[Point-based annotation data]

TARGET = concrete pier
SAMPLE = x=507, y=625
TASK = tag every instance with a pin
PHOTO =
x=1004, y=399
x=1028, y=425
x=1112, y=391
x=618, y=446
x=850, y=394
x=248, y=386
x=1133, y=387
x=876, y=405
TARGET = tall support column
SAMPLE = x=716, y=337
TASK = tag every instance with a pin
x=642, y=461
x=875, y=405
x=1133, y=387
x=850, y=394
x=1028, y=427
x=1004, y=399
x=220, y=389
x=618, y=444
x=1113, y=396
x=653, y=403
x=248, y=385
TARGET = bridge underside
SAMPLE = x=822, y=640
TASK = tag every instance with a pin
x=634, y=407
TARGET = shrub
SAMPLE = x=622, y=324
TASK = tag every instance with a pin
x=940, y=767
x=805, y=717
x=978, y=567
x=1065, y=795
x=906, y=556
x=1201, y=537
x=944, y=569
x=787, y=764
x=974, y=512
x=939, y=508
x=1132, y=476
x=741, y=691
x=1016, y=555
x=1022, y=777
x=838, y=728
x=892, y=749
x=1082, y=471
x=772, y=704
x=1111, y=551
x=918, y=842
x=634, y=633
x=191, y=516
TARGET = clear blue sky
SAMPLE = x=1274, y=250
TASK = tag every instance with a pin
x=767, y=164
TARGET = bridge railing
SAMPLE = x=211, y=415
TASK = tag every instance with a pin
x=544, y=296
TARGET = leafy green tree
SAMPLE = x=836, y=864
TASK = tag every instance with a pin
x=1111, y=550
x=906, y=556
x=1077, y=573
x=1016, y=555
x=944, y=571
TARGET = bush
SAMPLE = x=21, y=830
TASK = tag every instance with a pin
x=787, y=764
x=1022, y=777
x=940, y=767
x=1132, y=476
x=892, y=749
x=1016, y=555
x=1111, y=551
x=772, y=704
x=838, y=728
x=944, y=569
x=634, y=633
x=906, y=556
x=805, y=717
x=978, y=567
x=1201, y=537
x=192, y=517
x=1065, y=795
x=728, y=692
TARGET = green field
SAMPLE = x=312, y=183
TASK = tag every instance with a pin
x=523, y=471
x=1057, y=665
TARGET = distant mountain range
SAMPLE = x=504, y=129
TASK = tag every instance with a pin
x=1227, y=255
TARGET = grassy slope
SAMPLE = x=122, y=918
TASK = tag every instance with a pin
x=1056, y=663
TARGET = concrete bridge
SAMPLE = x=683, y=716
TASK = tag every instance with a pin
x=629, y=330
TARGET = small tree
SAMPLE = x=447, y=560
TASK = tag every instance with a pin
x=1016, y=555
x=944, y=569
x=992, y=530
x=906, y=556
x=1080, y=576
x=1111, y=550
==
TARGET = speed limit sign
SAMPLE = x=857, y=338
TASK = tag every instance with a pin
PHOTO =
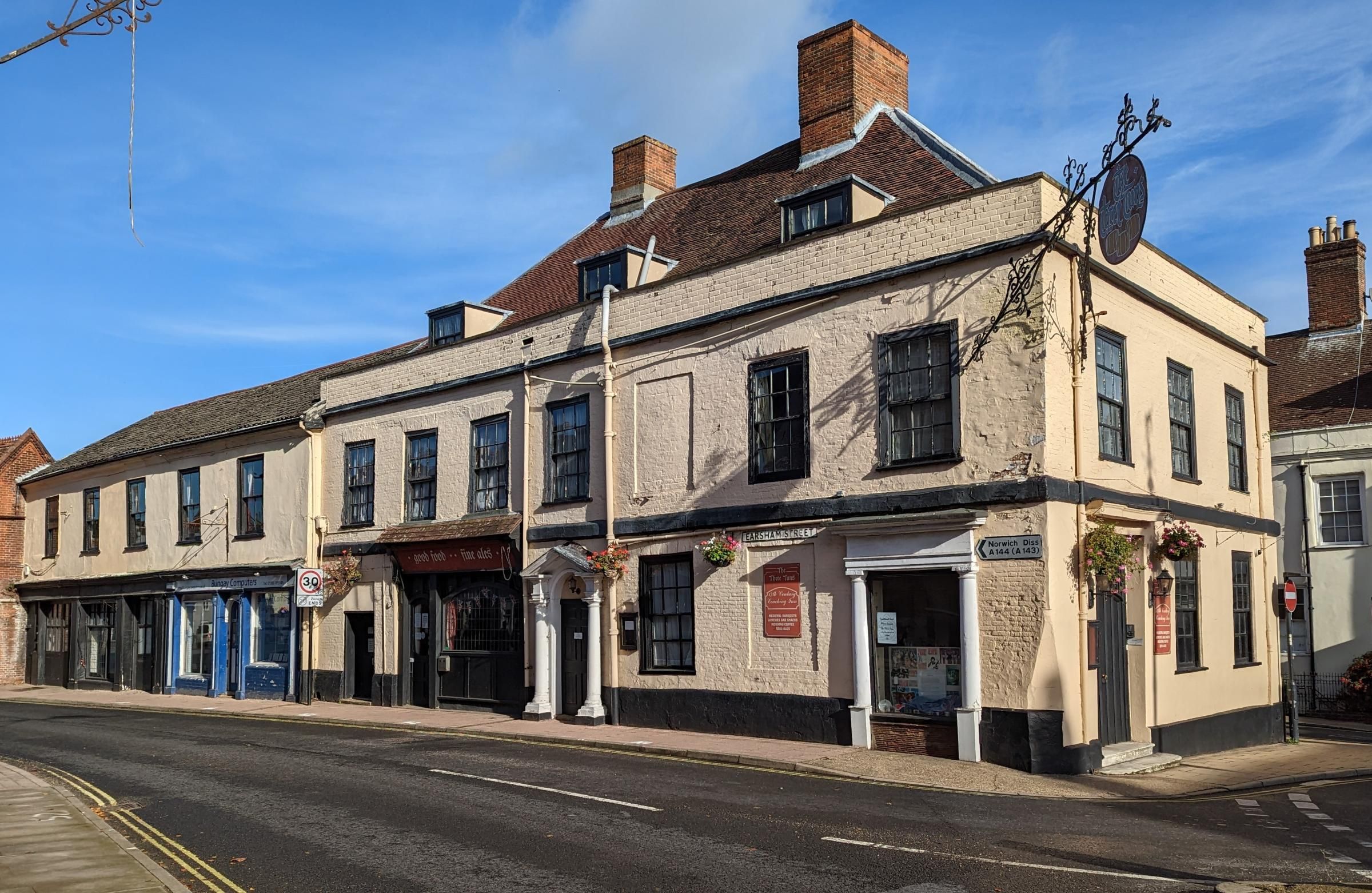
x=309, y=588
...
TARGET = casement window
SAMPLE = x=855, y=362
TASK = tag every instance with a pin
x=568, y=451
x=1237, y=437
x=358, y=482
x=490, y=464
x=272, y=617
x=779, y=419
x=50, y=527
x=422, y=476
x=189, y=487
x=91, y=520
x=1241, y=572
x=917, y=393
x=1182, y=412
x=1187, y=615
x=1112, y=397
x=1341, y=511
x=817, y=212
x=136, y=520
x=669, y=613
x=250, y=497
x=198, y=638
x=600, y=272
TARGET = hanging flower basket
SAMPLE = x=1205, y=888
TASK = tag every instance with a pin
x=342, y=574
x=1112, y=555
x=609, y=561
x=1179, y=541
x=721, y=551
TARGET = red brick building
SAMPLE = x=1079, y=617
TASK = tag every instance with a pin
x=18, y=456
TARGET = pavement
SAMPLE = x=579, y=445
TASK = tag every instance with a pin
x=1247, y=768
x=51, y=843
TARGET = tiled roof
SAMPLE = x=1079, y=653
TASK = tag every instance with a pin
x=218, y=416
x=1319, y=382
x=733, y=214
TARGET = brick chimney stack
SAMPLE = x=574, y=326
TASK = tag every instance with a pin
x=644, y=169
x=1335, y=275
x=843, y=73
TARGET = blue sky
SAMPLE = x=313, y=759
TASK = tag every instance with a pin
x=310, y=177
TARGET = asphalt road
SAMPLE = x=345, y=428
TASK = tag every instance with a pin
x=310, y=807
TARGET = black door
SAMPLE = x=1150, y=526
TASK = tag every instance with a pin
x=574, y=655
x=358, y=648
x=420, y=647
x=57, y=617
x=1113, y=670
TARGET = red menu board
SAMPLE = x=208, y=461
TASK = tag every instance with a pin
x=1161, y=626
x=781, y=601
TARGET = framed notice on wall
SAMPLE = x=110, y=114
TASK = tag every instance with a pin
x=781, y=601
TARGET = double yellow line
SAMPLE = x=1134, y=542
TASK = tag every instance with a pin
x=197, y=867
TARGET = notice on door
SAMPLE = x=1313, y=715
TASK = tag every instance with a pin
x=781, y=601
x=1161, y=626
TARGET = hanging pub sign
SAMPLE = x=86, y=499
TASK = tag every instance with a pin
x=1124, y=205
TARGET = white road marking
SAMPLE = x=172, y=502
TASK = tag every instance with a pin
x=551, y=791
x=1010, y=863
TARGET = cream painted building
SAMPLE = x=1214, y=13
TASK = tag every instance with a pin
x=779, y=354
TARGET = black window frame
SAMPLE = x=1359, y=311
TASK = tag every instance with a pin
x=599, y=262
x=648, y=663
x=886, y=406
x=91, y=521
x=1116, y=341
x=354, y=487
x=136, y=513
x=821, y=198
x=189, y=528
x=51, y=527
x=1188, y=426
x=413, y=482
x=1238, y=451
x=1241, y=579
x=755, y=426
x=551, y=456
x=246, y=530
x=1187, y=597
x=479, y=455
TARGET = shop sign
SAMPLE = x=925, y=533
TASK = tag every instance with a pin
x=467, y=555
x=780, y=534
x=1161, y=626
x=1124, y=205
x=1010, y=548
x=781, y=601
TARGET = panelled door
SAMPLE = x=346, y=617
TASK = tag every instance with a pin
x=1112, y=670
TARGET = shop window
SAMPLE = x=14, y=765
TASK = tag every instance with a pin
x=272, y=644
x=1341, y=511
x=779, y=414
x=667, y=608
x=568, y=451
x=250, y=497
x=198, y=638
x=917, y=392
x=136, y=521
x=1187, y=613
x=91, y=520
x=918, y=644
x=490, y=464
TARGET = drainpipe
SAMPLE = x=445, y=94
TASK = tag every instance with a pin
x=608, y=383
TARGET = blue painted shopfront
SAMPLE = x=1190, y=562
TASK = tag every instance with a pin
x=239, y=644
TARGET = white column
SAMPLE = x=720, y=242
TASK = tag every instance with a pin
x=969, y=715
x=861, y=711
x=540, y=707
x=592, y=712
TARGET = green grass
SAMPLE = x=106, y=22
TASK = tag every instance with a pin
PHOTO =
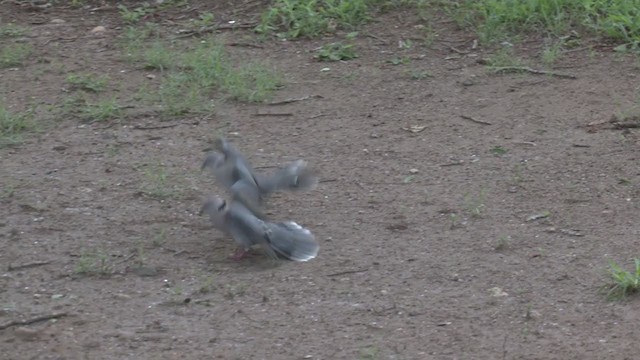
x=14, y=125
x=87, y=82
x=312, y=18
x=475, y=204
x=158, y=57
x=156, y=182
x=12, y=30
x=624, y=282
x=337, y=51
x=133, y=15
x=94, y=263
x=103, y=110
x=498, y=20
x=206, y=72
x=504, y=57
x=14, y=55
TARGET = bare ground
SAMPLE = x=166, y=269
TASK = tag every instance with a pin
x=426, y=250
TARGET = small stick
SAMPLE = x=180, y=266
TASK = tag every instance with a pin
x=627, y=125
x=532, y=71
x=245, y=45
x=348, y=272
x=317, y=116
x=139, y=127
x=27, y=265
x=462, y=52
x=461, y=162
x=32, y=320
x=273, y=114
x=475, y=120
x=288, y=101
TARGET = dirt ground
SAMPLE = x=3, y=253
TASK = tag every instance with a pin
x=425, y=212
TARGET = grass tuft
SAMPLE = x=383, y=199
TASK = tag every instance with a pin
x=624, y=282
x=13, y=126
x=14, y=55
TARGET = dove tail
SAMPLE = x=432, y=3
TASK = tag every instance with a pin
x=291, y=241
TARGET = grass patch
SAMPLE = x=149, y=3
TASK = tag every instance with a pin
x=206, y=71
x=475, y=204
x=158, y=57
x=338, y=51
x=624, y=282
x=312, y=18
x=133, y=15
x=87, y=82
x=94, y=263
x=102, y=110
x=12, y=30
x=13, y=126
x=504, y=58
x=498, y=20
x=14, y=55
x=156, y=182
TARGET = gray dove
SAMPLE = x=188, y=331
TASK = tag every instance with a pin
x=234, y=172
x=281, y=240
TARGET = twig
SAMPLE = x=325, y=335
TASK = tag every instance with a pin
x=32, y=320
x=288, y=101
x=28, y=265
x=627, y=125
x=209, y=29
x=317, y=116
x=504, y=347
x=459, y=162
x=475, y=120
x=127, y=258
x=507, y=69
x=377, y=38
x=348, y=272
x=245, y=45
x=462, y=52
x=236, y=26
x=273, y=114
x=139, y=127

▶ _Exercise brief_
Report every line in the entries above that contains the word "small". Case counts.

▶ _Task response_
TARGET = small tree
TARGET = small stick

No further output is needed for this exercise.